Can you continue the guide below on merging sharded MySQL tables into TiDB with Data Migration, starting right after its last sentence?

◆ **Extracted text**:
________________________

Data Migration Shard Merge Scenario

This document shows how to use Data Migration (DM) in the shard merge scenario where the sharded schemas and sharded tables of three upstream MySQL instances need to be migrated to a downstream TiDB cluster.

Upstream instances

Assume that the upstream schemas are as follows:

Instance 1
Schema Tables
user information, log_north, log_bak
store_01 sale_01, sale_02
store_02 sale_01, sale_02
Instance 2
Schema Tables
user information, log_east, log_bak
store_01 sale_01, sale_02
store_02 sale_01, sale_02
Instance 3
Schema Tables
user information, log_south, log_bak
store_01 sale_01, sale_02
store_02 sale_01, sale_02

Schema	Tables
user	information, log_north, log_bak
store_01	sale_01, sale_02
store_02	sale_01, sale_02

Schema	Tables
user	information, log_east, log_bak
store_01	sale_01, sale_02
store_02	sale_01, sale_02

Schema	Tables
user	information, log_south, log_bak
store_01	sale_01, sale_02
store_02	sale_01, sale_02

Migration requirements

Merge tables with the same name. For example, merge the user.information tables of three upstream instances to the downstream user.information table in TiDB.

________________________

◆ **Data listing**:

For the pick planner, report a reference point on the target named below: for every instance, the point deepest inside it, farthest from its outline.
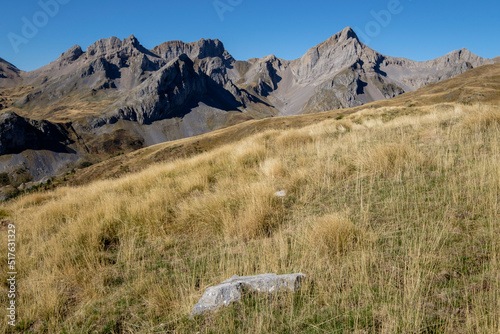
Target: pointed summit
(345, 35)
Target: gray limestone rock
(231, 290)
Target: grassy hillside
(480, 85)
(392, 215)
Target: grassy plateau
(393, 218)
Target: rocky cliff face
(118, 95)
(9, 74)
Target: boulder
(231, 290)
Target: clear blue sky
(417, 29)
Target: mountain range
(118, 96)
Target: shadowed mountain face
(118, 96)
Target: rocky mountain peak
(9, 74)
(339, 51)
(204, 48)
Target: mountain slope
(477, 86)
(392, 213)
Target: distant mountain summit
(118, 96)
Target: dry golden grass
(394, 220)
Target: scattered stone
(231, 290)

________________________

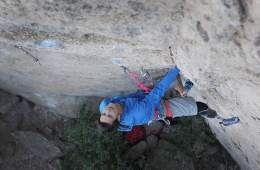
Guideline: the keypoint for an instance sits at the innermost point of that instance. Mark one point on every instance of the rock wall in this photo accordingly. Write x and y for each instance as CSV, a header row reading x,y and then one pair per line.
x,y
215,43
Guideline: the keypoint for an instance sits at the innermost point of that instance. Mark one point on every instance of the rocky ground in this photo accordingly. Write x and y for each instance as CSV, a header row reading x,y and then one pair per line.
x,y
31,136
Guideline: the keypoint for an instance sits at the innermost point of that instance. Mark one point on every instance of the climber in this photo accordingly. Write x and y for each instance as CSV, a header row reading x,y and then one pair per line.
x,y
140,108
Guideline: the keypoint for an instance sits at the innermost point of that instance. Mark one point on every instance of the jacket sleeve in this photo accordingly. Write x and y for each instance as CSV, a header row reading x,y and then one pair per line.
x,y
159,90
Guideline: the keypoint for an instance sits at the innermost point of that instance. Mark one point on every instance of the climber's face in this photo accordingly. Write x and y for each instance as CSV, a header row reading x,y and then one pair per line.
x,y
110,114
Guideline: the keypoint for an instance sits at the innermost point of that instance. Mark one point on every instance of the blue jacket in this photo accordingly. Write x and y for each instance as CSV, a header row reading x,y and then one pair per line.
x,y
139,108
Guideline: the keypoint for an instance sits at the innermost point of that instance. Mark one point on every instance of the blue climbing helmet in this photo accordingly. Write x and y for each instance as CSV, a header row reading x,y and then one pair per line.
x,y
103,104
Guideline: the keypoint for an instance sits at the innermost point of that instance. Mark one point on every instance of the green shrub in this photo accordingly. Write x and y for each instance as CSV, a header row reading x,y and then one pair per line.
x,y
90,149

________________________

◆ **Output below**:
Merge tables with different names. For example, merge the user.log_{north|south|east} tables of three upstream instances to the downstream user.log_{north|south|east} table in TiDB.
Merge sharded tables. For example, merge the store_{01|02}.sale_{01|02} tables of three upstream instances to the downstream store.sale table in TiDB.
Filter delete operations. For example, filter out all the delete operations in the user.log_{north|south|east} table of three upstream instances.
Filter delete operations. For example, filter out all the delete operations in the user.information table of three upstream instances.
Filter delete operations. For example, filter out all the delete operations in the store_{01|02}.sale_{01|02} table of three upstream instances.
Use wildcards to filter specific tables. For example, filter out the user.log_bak tables of three upstream instances using wildcard user.log_*.
Troubleshoot primary key conflicts. Because the store_{01|02}.sale_{01|02} tables have auto-increment primary keys of the bigint type, the conflict occurs when these tables are merged into TiDB. The following text will show you solutions to resolve and avoid the conflict.

Downstream instances

Assume that the downstream schema after migration is as follows:

Schema	Tables
user	information, log_north, log_east, log_south
store	sale

Migration solution

To satisfy the migration Requirements #1 and #2, configure the table routing rule as follows:

routes:
  ...
  user-route-rule:
    schema-pattern: "user"
    target-schema: "user"

To satisfy the migration Requirement #3, configure the table routing rule as follows:

routes:
  ...
  store-route-rule:
    schema-pattern: "store_*"
    target-schema: "store"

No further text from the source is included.